Exercise details
Output, with no changes, the span of lines that opens with the line containing "Each instance receives one keypoint. Mark the black fender" and closes with the last line.

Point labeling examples
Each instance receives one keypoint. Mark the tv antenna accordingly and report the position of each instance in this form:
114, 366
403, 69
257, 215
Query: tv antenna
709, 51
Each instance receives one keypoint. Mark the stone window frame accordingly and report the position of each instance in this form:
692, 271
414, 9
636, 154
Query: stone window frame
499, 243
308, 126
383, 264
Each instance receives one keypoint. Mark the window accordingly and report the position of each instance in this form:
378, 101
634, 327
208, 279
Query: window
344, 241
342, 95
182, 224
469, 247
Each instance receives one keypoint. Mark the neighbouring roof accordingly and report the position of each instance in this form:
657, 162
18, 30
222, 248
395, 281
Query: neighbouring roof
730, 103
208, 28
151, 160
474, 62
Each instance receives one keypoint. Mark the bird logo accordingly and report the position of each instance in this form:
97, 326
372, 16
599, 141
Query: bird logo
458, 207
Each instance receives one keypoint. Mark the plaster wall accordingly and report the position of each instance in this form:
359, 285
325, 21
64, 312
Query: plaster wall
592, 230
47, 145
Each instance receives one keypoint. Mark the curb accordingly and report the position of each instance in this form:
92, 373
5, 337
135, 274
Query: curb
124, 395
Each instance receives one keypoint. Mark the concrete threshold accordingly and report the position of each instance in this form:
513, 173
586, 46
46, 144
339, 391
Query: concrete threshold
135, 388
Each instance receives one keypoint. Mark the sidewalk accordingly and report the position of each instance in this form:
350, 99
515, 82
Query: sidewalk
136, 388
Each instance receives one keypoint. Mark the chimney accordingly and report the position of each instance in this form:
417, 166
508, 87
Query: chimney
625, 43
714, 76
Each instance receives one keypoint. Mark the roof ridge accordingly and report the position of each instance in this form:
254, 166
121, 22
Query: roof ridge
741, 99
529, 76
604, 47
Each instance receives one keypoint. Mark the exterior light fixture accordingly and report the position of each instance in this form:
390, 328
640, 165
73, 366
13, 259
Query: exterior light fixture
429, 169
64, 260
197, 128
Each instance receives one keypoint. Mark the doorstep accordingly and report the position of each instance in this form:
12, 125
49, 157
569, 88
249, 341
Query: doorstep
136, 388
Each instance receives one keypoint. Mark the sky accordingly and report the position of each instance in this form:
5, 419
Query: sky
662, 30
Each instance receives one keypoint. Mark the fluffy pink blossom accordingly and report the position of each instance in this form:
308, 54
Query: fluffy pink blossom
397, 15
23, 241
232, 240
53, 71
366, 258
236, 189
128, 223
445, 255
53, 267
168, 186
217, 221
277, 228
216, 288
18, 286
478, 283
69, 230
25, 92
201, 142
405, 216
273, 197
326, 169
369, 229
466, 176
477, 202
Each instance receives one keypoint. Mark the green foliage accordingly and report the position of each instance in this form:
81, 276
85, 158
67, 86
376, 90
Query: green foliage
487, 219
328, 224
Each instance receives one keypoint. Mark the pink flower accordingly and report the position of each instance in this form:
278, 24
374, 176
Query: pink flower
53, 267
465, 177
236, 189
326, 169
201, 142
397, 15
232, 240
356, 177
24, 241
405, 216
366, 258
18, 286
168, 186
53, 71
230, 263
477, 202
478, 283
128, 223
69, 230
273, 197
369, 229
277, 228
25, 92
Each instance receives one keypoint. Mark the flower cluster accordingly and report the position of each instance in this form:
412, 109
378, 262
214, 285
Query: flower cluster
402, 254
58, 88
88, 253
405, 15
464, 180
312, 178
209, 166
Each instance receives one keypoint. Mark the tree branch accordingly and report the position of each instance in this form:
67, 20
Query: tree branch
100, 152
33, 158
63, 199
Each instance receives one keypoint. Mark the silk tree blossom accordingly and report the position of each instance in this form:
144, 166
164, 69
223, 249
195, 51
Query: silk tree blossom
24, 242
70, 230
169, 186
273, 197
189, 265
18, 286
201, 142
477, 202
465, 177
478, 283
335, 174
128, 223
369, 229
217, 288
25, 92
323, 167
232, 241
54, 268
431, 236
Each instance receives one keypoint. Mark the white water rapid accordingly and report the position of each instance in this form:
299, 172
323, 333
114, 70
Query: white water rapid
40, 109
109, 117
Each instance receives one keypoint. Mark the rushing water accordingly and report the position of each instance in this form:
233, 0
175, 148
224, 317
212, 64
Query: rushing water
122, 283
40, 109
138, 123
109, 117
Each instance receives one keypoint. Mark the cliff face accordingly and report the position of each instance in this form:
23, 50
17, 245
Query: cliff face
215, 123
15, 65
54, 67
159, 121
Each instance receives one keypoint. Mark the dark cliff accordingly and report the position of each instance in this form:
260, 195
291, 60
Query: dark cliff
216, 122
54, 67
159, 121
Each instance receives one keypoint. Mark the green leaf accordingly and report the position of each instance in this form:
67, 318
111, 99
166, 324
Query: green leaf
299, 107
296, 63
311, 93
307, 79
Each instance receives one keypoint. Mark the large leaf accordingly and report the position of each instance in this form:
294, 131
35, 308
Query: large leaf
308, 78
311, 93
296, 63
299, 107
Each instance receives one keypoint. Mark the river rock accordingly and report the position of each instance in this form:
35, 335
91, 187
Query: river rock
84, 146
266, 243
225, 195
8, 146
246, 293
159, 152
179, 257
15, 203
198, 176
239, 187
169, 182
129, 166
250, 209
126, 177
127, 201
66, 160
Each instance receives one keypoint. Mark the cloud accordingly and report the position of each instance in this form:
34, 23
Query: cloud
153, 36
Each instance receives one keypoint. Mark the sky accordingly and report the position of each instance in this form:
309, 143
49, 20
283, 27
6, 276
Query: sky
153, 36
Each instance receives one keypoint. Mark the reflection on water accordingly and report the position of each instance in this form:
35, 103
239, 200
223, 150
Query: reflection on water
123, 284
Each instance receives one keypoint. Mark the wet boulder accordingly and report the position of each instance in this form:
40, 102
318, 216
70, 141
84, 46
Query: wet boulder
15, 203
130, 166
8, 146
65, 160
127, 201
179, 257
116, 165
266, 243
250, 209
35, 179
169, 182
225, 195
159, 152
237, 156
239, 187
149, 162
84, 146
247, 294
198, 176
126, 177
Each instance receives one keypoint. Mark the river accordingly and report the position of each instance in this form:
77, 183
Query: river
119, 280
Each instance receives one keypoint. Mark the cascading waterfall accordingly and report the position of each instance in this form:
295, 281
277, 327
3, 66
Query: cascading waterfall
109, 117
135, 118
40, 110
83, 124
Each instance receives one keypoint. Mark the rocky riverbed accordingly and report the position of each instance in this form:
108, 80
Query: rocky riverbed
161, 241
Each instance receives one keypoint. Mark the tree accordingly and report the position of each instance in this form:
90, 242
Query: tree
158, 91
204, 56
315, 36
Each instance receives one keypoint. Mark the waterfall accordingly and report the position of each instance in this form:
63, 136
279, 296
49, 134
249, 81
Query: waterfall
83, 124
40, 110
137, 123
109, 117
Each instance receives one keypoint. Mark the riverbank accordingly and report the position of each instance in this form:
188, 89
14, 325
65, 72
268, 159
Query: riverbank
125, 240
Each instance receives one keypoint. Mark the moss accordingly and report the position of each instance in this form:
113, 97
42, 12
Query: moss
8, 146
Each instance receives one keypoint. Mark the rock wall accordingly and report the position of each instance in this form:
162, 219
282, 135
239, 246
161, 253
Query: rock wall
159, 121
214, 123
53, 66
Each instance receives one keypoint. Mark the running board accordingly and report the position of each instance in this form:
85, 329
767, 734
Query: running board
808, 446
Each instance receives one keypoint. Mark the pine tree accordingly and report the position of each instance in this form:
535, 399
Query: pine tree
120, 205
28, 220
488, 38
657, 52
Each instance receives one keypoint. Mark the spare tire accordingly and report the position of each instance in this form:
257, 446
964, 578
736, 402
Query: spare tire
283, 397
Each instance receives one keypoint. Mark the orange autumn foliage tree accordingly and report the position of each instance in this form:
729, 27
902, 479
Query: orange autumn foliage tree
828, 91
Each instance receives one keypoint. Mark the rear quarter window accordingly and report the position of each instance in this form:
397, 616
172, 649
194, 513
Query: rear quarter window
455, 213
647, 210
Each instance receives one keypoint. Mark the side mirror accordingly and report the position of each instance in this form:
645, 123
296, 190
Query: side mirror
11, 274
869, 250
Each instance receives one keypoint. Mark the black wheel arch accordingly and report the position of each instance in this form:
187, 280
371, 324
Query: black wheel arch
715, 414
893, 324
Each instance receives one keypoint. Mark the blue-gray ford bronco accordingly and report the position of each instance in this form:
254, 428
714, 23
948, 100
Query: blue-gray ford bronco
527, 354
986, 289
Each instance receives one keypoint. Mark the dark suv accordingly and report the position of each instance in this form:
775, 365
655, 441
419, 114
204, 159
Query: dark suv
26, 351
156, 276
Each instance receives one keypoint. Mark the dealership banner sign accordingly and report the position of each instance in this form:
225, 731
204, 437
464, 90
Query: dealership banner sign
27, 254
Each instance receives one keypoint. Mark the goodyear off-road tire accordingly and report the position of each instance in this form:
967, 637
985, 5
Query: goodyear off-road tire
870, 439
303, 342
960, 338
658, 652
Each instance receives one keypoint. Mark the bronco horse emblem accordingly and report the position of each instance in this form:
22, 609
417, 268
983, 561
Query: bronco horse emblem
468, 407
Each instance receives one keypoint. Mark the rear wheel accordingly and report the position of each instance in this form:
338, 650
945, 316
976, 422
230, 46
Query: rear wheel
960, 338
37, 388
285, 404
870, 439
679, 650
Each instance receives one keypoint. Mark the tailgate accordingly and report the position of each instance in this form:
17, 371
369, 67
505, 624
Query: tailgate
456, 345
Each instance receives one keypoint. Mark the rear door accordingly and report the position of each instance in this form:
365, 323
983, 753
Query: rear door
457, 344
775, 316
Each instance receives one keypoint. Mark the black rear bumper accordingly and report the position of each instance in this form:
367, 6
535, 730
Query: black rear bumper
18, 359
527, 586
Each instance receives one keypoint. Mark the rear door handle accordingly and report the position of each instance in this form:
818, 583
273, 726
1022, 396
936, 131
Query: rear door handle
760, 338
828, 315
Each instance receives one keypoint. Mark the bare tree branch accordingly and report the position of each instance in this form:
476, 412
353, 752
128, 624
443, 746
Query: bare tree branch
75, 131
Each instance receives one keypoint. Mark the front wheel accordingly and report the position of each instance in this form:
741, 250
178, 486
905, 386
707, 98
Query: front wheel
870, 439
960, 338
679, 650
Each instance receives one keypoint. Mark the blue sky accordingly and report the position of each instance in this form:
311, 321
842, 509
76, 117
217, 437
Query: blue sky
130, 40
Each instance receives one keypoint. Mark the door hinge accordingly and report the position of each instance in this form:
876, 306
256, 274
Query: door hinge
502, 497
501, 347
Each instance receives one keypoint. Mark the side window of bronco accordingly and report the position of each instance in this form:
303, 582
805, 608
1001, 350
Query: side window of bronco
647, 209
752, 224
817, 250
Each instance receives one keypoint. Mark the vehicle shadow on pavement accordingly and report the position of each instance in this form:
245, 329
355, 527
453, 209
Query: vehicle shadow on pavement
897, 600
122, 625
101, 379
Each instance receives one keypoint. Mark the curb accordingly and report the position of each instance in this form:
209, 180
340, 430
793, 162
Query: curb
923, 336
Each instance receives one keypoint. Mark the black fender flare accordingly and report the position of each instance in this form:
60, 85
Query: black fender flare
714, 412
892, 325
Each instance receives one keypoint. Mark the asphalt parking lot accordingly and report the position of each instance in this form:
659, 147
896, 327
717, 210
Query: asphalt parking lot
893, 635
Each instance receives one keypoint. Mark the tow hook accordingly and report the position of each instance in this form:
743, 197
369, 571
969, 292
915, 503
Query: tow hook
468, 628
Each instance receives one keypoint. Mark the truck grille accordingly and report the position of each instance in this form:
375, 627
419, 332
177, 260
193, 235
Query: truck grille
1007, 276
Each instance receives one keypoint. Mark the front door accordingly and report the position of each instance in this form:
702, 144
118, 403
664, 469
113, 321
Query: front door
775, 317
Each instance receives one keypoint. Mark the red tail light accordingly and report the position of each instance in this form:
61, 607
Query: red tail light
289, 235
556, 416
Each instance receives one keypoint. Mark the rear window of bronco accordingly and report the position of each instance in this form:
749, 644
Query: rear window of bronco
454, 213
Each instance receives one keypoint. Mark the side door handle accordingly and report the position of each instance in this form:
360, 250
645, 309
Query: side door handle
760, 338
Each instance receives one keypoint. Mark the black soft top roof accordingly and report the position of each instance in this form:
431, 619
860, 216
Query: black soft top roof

Problem solution
Each instance receives one keypoint. Mark the black fender flare accordingly and report the position of each instance in this form:
60, 85
Query: black fender flare
714, 412
892, 325
Each instance receives one keypoint. Mark the asphalt parking lot accordingly and report the position of each instance in this form:
659, 147
896, 327
717, 210
Query: asphalt parking lot
893, 635
Each instance receives one keypoint. Mark the tow hook accordingly and report the position of each instance in this form:
743, 197
369, 571
969, 292
915, 503
Query: tow hook
468, 628
Each instance receives one keypoint. Mark the truck grille accordingly and report the position of each instance in this form:
375, 627
419, 332
177, 260
193, 235
Query: truck grille
1007, 276
Each instance receives one keypoint. Mark the front door accordingly and report the position of each instance in this form:
702, 144
118, 403
664, 469
113, 321
Query: front door
775, 317
Each instance receives one keypoint. Mark the red tail light accordingly and report the position of each instance in this form:
61, 607
Query: red tail light
289, 235
556, 416
Each instance receives one keypoint. Mark the rear window of bronco accordingly and report the position of each instance in this form:
749, 644
Query: rear window of bronco
454, 213
Each instance receives one keypoint. Mark the side door handle accordingly and report the position of each instance in this form:
360, 250
645, 309
Query: side door handle
760, 338
Each instance receives one keypoint. Mark the black soft top roof accordingly and report the position of each instance in this form:
431, 619
860, 216
Query: black soft top roof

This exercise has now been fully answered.